■ Consegna ■
Riporta senza modifiche il tratto del brano sulla depressione che va da "Secondo un recente" a "ai rilevamenti Istat.".

Un tempo, secondo l’antica sapienza medica, quella che oggi si conosce con il nome psichiatrico di “sindrome depressiva”, era nota come “umor nero”, “bile nera” o “Melanconia” ed era talmente reputata importante, anzi fondamentale per alcuni spiriti eletti, che a questo particolare stato d’animo sono state dedicate alcune opere d’arte a cominciare dalla “Melancholia I” di Albrecht Dürer.



Quello che cinque secoli fa era già riconosciuto dunque come uno stato necessario attraverso il quale passare per colui che volesse creare, oggi, in un’età sommersa di psicofarmaci e, appunto, antidepressivi la “malinconia”, lo “spleen” baudelairiano, l’”ennui”, o la “vita è male” di leopardi viene rigettata ogni giorno.


Secondo un recente studio infatti, sarebbero più di due milioni gli italiani che soffrono di depressione, malattia che sarebbe anche in crescita tra gli anziani. E va anche detto che l'Italia è uno dei paesi dell’Unione europea con meno persone affette da questa sindrome. Dicono anche che la depressione colpisca maggiormente il genere femminile e chi si ritrova disoccupato, sempre stando ai rilevamenti Istat.


Una delle cause è spesso vista nel cosiddetto “isolamento sociale” e così commenta Claudio Mencacci, psichiatra e “past president” della Società italiana di psichiatria: «Il disturbo depressivo è in aumento in primo luogo tra gli anziani, soprattutto donne, e la causa primaria sta nella progressiva e crescente sensazione di isolamento sociale avvertita da questa fascia di popolazione» e aggiunge


«Si è impoverita la rete familiare e sociale e, in primo luogo nelle metropoli, è ormai venuta a mancare quella tradizionale assistenza di 'buon vicinato' del passato».


L’isolamento sociale quindi stando a quanto sostiene Mencacci «È la molla che, in questi soggetti, può far scattare la depressione. Al contrario, le relazioni sociali contribuiscono a mantenere viva l'attività cerebrale».

(Voci da una fonte di dati)
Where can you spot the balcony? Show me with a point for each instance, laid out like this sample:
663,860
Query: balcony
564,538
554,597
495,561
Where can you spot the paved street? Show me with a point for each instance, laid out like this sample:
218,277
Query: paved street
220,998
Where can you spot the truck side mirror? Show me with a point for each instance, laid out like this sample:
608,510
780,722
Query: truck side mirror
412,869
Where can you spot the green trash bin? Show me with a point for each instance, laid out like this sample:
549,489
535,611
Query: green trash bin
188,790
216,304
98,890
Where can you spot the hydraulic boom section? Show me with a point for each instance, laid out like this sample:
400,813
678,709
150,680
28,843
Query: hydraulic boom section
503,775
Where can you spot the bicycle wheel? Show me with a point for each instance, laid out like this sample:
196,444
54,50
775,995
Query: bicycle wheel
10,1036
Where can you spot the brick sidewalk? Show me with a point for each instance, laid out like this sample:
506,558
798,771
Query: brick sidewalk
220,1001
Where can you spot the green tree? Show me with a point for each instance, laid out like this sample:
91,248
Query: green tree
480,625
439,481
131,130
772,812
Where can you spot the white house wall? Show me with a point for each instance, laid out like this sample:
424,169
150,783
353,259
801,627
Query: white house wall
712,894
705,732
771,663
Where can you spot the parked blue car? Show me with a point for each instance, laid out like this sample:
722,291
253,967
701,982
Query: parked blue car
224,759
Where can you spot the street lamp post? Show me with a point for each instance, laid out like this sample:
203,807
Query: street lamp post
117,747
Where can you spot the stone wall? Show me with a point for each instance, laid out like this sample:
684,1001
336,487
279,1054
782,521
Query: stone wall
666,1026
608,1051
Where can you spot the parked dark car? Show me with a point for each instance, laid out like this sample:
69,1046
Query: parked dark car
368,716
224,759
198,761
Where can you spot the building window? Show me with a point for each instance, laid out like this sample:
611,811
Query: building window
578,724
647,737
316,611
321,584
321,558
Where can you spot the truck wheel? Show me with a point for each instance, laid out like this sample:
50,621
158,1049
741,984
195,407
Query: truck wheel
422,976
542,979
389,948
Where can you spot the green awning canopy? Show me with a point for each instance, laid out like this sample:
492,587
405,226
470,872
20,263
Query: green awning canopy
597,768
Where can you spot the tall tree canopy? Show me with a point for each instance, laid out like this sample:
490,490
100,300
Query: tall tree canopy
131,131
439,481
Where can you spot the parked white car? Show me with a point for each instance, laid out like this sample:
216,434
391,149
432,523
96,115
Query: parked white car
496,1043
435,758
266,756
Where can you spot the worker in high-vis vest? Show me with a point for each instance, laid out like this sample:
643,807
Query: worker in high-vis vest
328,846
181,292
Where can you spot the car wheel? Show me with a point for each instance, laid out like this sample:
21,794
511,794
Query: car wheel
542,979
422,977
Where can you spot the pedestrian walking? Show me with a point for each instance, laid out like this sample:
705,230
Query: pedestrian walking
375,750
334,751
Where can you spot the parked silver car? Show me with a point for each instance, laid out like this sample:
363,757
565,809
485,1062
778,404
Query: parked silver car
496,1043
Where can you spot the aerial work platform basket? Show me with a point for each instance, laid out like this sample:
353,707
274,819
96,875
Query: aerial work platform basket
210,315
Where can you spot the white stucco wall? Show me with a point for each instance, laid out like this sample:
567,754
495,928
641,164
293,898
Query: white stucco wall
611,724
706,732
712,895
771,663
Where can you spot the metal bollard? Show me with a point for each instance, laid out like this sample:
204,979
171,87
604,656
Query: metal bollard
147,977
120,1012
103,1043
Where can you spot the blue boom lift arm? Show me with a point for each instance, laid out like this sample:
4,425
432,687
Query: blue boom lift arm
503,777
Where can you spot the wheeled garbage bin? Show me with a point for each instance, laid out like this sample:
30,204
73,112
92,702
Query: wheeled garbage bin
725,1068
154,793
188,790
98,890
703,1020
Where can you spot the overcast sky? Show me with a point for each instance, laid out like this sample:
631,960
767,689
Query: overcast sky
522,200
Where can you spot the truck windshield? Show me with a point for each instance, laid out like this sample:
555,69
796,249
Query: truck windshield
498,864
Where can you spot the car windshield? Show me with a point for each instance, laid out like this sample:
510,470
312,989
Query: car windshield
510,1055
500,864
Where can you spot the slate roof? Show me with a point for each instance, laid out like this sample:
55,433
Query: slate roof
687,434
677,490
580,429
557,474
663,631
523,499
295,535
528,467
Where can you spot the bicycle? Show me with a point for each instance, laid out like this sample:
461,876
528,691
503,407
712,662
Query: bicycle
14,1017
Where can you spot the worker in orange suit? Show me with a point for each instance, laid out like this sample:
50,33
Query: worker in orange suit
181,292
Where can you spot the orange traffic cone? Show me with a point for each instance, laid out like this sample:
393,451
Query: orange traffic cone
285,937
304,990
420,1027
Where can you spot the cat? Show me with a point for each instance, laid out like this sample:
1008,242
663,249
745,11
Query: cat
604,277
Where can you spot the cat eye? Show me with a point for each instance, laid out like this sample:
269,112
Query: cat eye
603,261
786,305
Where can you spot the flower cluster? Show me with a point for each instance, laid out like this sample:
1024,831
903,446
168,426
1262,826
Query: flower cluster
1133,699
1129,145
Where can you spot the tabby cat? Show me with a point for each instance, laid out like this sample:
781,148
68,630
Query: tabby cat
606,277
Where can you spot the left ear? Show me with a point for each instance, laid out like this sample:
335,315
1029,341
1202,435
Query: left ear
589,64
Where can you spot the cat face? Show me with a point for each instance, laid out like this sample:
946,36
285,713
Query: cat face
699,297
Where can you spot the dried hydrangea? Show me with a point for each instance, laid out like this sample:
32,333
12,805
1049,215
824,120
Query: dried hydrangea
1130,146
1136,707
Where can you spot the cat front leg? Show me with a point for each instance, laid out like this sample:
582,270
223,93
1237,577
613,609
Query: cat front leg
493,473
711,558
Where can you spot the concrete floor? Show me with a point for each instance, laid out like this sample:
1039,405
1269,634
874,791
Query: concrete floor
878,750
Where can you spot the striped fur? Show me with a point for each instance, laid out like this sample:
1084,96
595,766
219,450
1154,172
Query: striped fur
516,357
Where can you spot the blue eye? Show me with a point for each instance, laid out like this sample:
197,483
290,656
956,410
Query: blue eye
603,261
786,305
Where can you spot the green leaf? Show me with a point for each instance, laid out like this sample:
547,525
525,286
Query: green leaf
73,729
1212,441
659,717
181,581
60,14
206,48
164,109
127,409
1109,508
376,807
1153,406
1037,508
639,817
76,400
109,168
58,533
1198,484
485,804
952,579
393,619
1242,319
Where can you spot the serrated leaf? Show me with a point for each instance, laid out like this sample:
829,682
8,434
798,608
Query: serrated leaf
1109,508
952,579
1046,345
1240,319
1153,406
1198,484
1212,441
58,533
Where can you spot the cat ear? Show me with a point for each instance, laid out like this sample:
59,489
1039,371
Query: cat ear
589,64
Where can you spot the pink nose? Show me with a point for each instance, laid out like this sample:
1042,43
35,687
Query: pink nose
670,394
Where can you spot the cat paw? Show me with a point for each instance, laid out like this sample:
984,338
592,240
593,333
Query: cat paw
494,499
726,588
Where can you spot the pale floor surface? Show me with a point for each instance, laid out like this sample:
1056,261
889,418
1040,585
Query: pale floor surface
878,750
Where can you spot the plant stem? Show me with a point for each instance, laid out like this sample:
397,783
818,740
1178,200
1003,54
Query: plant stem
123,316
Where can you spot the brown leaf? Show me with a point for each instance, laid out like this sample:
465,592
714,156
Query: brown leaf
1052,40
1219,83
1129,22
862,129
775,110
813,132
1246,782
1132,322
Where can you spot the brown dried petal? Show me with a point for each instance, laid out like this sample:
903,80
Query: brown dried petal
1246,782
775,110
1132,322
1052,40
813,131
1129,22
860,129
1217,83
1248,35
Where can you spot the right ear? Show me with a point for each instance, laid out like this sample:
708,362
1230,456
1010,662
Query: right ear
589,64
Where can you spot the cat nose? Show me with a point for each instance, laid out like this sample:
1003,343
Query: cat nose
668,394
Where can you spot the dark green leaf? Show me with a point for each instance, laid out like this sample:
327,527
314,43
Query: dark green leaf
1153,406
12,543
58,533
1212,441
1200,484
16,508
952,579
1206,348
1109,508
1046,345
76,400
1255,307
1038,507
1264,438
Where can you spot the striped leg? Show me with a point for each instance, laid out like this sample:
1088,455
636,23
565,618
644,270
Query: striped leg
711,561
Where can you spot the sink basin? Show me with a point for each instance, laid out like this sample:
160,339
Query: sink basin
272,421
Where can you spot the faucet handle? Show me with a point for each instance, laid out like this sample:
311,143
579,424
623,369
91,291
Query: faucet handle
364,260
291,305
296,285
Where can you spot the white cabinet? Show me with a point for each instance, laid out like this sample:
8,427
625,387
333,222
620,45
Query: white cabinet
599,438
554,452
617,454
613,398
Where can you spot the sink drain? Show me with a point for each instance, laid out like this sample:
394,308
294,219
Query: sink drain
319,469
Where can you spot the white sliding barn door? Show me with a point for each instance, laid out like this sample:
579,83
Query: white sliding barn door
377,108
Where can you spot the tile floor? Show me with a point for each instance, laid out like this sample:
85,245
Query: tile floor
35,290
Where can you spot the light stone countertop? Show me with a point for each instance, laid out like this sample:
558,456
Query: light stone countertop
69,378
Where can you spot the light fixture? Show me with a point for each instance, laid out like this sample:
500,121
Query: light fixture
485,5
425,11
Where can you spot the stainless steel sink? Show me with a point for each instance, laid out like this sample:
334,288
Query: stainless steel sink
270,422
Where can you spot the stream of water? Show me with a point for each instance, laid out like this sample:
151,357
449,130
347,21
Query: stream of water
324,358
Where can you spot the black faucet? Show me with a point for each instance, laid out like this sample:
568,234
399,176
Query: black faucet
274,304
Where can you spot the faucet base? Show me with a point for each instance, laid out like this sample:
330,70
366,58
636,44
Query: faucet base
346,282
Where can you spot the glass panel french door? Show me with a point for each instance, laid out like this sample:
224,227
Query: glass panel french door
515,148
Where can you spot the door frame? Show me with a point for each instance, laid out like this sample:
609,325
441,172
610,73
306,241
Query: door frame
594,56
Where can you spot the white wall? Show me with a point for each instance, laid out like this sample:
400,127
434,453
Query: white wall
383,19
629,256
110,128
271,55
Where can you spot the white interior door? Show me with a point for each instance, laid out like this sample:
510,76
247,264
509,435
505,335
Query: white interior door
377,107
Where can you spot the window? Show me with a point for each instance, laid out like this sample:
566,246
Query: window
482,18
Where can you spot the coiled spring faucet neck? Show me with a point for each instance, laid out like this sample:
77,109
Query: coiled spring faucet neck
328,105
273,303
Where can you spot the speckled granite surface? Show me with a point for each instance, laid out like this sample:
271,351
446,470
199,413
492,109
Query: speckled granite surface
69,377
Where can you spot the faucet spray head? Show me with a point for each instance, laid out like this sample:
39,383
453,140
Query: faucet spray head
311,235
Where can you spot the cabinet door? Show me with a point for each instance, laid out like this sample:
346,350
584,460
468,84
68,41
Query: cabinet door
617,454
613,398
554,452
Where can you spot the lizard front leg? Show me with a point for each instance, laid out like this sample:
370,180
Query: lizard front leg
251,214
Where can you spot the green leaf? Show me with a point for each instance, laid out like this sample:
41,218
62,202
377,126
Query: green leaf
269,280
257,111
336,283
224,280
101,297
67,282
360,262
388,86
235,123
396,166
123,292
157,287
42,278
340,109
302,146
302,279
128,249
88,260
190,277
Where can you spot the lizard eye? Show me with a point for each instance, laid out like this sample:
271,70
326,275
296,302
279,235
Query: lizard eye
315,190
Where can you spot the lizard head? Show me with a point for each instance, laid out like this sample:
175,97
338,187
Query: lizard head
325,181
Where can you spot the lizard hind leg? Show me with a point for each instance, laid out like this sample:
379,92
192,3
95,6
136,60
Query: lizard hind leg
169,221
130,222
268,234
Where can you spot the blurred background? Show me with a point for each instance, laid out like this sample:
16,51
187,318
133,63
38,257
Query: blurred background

■ Soluzione dell'esercizio ■
Secondo un recente studio infatti, sarebbero più di due milioni gli italiani che soffrono di depressione, malattia che sarebbe anche in crescita tra gli anziani. E va anche detto che l'Italia è uno dei paesi dell’Unione europea con meno persone affette da questa sindrome. Dicono anche che la depressione colpisca maggiormente il genere femminile e chi si ritrova disoccupato, sempre stando ai rilevamenti Istat.